--- BEGIN ---

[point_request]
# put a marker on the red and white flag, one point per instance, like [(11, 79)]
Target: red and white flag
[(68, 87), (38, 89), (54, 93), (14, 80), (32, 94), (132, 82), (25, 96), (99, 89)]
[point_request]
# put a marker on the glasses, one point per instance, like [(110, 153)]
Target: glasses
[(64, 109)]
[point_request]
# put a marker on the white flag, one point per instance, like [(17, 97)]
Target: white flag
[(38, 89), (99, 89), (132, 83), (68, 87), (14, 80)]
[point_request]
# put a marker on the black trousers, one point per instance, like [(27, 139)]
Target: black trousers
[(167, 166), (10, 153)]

--- END ---

### What the task requires
Recast every item above as a two-column CSV with a header row naming the columns "text" and "answer," one row per item. Each item's text and its answer go in a single quoted field apiece, with any line breaks replaced by spaces.

### Response
text,answer
"[point_request] # put a marker on the red and white flag, one point per instance, like [(11, 79)] Target: red and white flag","[(68, 87), (38, 89), (54, 93), (14, 80), (32, 94), (132, 82), (25, 96), (99, 89)]"
"[point_request] # put a marker on the glasses, one point per instance, like [(110, 153)] Target: glasses","[(64, 109)]"
"[point_request] # put a marker on the white flag, one point per instance, like [(17, 97)] Target: white flag","[(38, 89), (99, 89), (132, 83), (68, 87), (14, 80)]"
"[point_request] # put a marker on the black trousers, one point per instance, like [(27, 139)] Target: black trousers","[(167, 166), (10, 153)]"